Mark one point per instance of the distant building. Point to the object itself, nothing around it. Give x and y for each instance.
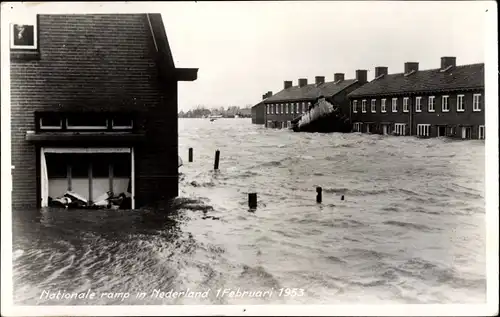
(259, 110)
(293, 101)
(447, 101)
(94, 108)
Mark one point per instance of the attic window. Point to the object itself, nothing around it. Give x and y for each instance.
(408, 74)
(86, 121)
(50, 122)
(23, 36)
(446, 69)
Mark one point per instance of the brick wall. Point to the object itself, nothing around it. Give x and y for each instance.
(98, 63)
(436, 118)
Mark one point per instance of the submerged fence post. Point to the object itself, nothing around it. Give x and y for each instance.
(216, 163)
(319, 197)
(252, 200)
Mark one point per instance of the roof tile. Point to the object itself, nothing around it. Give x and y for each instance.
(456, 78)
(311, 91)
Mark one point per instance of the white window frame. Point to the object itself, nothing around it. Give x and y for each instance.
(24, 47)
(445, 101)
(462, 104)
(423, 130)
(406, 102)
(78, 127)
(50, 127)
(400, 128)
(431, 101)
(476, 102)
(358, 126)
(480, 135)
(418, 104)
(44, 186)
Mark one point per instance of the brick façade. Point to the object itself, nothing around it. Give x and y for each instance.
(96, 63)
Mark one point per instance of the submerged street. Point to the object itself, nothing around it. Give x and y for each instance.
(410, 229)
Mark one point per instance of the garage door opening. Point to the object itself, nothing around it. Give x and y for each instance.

++++++++++

*Task directions:*
Where pictures appear, skip them and transcribe all other material word for word.

*Answer box:*
Mark one point per instance of the distant building. Point to the object itself, nothing around it. Give x and y for each instance.
(259, 110)
(293, 101)
(447, 101)
(94, 108)
Mark one point per instance of the attic window. Point to the object itself, nothing around it. Give x and y for each instance.
(408, 74)
(86, 121)
(50, 122)
(23, 36)
(446, 69)
Mark one point per instance of the brick wall. Point to the object itself, nothing around it. Give x and y for each instance.
(98, 63)
(436, 118)
Mark one point per instance of the submerged fence post. Point to the object itself, nothing around it. Give x and y for each instance.
(216, 163)
(319, 197)
(252, 200)
Mark one point per instance of the roof tile. Point to the object itself, nothing around it. Give x and y for each instance.
(456, 78)
(311, 91)
Mark one point per instance of the white window frame. Point to the object itself, nothing around it. Give x and y for each instance.
(24, 47)
(445, 101)
(462, 104)
(423, 130)
(406, 102)
(78, 127)
(50, 127)
(400, 128)
(431, 101)
(476, 102)
(358, 126)
(480, 135)
(418, 104)
(44, 186)
Mark one point per instance of the brick façade. Point to the object itself, nothing around it. Give x and y for each instance.
(96, 63)
Mark one point per instance of the submerged street. Point to the object itself, nothing around it. Give x and y for each instance.
(410, 229)
Mark one point per instance of the garage door opening. Point to the object itself, nothing around it. Give x and y for each instance.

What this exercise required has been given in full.